Something of the same sort keeps him safe in the limits of convention. A poet who is uncompromisingly earnest in his realism, or unreserved in his imagination, is apt to jar upon his audience or to make them laugh. Sophocles avoids these dangers. He accepts throughout the traditional conception of heroes and saga-people. The various bits of criticism ascribed to him—"I draw men as they ought to be drawn; Euripides draws them as they are"; "Æschylus did the right thing, but without knowing it"—all imply the 'academic' standpoint. Sophocles is the one Greek writer who is 'classical' in the vulgar sense—almost in the same sense as Vergil and Milton. Even his exquisite diction, which is such a marked advance on the stiff magnificence of his predecessor, betrays the lesser man in the greater artist. Æschylus's superhuman speech seems like natural superhuman speech. It is just the language that Prometheus would talk, that an ideal Agamemnon or Atossa might talk in their great moments. But neither Prometheus nor Œdipus nor Electra, nor any one but an Attic poet of the highest culture, would talk as Sophocles makes them. It is this characteristic which has established Sophocles as the perfect model, not only for Aristotle, but in general for critics and grammarians; while the poets have been left to admire Æschylus, who "wrote in a state of intoxication," and Euripides, who broke himself against the bars both of life and of poetry.

## Aim
Reproduce the passage on Sophocles in full, word for word.

## Entries supplied
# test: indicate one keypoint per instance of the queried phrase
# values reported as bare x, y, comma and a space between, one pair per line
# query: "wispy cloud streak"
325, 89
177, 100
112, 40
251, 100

## Response
Something of the same sort keeps him safe in the limits of convention. A poet who is uncompromisingly earnest in his realism, or unreserved in his imagination, is apt to jar upon his audience or to make them laugh. Sophocles avoids these dangers. He accepts throughout the traditional conception of heroes and saga-people. The various bits of criticism ascribed to him—"I draw men as they ought to be drawn; Euripides draws them as they are"; "Æschylus did the right thing, but without knowing it"—all imply the 'academic' standpoint. Sophocles is the one Greek writer who is 'classical' in the vulgar sense—almost in the same sense as Vergil and Milton. Even his exquisite diction, which is such a marked advance on the stiff magnificence of his predecessor, betrays the lesser man in the greater artist. Æschylus's superhuman speech seems like natural superhuman speech. It is just the language that Prometheus would talk, that an ideal Agamemnon or Atossa might talk in their great moments. But neither Prometheus nor Œdipus nor Electra, nor any one but an Attic poet of the highest culture, would talk as Sophocles makes them. It is this characteristic which has established Sophocles as the perfect model, not only for Aristotle, but in general for critics and grammarians; while the poets have been left to admire Æschylus, who "wrote in a state of intoxication," and Euripides, who broke himself against the bars both of life and of poetry.